____ Entries
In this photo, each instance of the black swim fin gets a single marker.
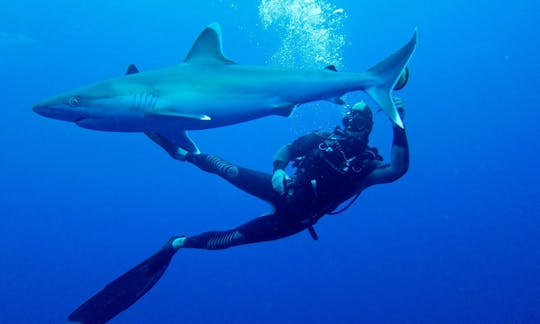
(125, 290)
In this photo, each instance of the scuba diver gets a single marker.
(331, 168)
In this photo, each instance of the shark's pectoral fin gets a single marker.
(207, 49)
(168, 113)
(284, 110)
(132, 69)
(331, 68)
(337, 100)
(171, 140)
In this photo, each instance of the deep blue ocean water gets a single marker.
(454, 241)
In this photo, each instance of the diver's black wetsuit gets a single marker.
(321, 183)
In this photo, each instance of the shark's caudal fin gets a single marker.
________
What is required >> Return the text of all the records above verbatim, omitting the pictures.

Response >>
In this photo, each instance of the black swim fin gets a single marker.
(125, 290)
In this photo, each instance of the scuba diver gets a single marker.
(331, 168)
In this photo, each instance of the shark's pectoral fin gets a single marker.
(207, 49)
(168, 113)
(284, 110)
(132, 69)
(331, 68)
(337, 100)
(171, 140)
In this photo, each instance of the deep blue ocean water gets a single marker.
(454, 241)
In this photo, each instance of the diver's black wetsuit gets a single marker.
(321, 183)
In this photo, each instance of the shark's caudal fin gets a single marker.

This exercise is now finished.